• **EXERCISE DIRECTIONS**
Look below for the line with "Exercise. Point to every instance of the black motocross". Extract that line and each one after it through the last, word for word.

• **INPUT RECORDS**
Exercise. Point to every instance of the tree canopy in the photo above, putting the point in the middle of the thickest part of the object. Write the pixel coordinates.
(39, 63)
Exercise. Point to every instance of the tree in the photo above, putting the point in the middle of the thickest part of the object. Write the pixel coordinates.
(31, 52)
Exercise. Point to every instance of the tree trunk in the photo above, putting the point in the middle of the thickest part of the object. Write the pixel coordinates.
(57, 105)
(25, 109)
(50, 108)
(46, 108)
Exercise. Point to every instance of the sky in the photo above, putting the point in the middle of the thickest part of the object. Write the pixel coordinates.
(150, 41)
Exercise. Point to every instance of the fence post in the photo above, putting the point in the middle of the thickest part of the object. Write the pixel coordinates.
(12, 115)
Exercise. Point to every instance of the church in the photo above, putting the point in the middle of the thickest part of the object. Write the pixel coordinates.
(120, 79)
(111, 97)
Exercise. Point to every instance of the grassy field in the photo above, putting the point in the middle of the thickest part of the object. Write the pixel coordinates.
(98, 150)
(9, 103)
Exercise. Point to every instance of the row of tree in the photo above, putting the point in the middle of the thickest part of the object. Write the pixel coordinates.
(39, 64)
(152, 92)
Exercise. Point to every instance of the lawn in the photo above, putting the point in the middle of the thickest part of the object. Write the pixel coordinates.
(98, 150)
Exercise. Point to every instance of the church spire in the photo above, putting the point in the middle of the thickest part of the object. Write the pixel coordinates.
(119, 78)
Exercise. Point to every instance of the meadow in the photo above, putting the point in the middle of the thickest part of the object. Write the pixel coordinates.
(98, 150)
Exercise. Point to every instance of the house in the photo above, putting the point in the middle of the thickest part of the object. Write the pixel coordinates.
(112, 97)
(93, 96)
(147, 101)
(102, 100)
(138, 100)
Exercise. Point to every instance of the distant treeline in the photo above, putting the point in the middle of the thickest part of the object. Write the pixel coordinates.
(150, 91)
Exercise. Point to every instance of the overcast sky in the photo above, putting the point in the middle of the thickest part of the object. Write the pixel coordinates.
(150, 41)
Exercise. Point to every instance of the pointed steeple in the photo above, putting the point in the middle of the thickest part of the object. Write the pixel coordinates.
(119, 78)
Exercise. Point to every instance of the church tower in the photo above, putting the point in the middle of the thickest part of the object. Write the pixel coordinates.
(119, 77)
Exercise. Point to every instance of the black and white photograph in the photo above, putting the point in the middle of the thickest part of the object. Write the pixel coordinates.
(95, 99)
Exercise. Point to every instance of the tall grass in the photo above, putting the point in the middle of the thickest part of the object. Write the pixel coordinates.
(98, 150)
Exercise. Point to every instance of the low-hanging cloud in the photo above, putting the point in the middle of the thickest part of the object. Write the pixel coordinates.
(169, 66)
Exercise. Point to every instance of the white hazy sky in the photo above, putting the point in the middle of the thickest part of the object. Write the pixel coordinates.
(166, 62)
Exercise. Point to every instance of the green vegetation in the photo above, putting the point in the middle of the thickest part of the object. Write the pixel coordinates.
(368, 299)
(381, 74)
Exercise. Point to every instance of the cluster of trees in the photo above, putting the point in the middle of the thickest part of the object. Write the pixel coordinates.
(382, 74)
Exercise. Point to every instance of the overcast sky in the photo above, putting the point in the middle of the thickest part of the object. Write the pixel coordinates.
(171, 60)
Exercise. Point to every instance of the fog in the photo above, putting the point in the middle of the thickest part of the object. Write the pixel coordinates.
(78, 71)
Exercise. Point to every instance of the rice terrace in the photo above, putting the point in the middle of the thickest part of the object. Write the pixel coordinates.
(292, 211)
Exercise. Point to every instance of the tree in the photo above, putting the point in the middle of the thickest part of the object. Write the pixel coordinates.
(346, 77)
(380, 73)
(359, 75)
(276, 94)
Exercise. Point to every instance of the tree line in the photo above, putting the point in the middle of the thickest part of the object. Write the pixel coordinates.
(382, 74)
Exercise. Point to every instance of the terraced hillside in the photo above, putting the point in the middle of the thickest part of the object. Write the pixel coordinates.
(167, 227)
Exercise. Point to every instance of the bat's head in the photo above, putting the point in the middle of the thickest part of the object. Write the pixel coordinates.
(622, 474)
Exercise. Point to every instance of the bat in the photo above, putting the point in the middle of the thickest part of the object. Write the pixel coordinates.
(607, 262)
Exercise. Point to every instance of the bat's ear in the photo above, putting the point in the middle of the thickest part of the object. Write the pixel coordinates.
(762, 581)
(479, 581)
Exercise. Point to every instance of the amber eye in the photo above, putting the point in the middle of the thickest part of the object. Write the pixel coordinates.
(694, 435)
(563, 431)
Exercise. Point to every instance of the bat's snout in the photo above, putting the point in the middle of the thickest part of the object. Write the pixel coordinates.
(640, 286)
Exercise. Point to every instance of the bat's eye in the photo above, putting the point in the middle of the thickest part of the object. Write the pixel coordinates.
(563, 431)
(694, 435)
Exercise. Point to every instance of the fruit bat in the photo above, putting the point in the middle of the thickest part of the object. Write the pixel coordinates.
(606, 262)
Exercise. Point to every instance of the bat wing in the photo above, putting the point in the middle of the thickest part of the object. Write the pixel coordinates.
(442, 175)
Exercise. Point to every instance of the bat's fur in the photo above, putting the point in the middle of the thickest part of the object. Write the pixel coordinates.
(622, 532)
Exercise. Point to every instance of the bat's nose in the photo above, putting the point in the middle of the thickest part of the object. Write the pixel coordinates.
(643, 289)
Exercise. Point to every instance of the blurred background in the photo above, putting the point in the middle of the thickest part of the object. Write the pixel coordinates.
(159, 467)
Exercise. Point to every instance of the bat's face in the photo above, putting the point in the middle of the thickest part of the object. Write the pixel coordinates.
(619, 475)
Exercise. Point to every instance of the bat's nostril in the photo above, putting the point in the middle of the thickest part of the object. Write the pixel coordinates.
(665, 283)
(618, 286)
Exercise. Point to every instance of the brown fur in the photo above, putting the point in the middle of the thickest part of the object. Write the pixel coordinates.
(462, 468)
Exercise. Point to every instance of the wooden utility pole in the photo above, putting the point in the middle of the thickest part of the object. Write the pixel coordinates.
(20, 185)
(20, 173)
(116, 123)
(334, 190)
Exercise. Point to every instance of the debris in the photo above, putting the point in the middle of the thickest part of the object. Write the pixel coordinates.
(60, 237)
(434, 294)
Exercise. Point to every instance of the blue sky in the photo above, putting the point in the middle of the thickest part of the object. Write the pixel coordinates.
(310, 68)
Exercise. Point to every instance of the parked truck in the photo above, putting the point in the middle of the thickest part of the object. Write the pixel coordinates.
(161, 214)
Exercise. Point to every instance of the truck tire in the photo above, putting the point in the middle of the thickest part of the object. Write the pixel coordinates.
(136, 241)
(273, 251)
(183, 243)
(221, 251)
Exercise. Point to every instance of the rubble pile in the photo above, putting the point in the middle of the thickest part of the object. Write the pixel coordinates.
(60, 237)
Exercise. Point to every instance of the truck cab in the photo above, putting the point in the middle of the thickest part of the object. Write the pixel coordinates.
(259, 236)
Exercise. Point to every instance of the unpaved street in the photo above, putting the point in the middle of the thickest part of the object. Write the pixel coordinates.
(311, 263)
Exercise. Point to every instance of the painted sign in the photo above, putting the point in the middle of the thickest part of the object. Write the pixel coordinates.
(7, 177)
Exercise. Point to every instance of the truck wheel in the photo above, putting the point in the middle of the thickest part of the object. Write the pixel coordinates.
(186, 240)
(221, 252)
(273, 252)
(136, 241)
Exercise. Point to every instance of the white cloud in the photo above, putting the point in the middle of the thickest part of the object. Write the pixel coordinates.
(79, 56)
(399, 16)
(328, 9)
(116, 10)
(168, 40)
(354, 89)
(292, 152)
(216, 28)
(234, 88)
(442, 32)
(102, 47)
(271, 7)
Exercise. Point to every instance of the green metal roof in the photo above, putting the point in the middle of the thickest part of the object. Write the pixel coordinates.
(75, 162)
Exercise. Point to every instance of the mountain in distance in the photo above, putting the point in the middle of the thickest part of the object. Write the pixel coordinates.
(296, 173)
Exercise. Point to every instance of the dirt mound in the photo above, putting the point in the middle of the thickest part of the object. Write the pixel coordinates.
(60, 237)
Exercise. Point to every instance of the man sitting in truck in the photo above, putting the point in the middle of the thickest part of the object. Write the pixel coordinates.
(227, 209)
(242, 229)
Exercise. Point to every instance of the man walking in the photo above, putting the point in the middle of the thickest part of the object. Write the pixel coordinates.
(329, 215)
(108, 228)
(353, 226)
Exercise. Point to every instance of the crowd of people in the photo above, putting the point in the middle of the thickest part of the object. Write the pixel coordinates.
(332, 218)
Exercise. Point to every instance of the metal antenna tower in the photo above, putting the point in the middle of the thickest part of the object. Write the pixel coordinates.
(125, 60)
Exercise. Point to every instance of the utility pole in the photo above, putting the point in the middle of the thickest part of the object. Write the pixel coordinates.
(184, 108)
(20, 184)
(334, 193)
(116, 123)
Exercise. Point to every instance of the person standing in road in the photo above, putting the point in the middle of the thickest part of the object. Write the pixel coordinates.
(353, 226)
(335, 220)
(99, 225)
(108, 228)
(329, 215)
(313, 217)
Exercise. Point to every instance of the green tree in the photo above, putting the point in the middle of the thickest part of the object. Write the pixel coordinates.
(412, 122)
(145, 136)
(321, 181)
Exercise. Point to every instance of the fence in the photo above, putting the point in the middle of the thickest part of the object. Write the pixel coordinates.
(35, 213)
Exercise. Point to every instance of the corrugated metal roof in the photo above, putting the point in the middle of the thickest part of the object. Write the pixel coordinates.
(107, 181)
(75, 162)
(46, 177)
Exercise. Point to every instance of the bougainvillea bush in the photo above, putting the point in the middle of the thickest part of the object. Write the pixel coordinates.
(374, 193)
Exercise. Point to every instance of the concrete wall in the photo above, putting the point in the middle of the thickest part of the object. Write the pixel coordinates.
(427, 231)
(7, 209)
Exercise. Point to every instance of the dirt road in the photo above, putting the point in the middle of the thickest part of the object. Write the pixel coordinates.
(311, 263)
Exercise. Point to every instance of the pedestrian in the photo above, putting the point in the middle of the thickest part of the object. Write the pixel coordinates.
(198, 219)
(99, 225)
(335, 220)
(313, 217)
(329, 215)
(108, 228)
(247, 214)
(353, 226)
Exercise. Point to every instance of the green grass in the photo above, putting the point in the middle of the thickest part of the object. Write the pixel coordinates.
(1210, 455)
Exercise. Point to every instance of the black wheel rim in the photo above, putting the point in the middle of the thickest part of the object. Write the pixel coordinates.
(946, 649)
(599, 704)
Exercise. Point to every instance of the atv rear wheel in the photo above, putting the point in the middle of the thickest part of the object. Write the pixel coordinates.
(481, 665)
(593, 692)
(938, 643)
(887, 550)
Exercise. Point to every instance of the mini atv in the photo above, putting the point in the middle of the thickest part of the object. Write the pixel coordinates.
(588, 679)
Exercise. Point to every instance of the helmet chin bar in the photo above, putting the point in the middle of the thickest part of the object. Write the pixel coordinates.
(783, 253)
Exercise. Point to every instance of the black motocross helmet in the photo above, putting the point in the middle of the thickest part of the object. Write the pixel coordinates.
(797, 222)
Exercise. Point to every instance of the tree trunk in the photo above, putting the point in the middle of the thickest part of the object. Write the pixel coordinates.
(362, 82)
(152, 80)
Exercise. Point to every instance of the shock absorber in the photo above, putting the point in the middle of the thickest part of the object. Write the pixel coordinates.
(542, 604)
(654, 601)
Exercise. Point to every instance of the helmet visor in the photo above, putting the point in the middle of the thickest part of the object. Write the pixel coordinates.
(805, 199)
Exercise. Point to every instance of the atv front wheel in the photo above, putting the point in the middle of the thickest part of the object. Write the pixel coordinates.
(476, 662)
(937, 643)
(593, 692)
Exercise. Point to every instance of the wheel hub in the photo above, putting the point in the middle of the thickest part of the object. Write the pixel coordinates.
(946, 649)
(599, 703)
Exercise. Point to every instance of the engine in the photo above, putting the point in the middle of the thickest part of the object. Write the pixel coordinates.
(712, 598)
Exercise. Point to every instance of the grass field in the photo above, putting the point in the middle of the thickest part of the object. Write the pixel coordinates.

• **FINISHED TASK**
Exercise. Point to every instance of the black motocross helmet in the photo above, putting the point in the middle of the thickest part of the object. Write the pixel coordinates.
(797, 222)
Exercise. Point to every instance of the tree trunk in the photo above, putting the point in the middle of the thickest part of the object. Write the pixel coordinates.
(362, 82)
(152, 80)
Exercise. Point to every instance of the shock absorber in the photo above, putting the point in the middle of the thickest part of the object. Write the pixel coordinates.
(542, 604)
(654, 601)
Exercise. Point to every instance of the helmet visor in the photo above, putting the point in the middle of the thickest part of the object. Write the pixel coordinates.
(805, 199)
Exercise. Point to every instance of the atv front wheel in the photo above, putting the point in the middle of the thickest part of the object. Write the pixel coordinates.
(476, 662)
(937, 643)
(593, 692)
Exercise. Point to every instance of the wheel hub in the photo above, putting the point in the middle of the thickest part of the object. Write the pixel coordinates.
(946, 649)
(599, 703)
Exercise. Point to every instance of the engine in the photo above, putting the point in the middle of the thickest part of the object. Write the pixel coordinates.
(712, 598)
Exercise. Point to every instance of the grass field in the photo above, putting the point in the middle of the thickest part of the object. Write the pixel coordinates.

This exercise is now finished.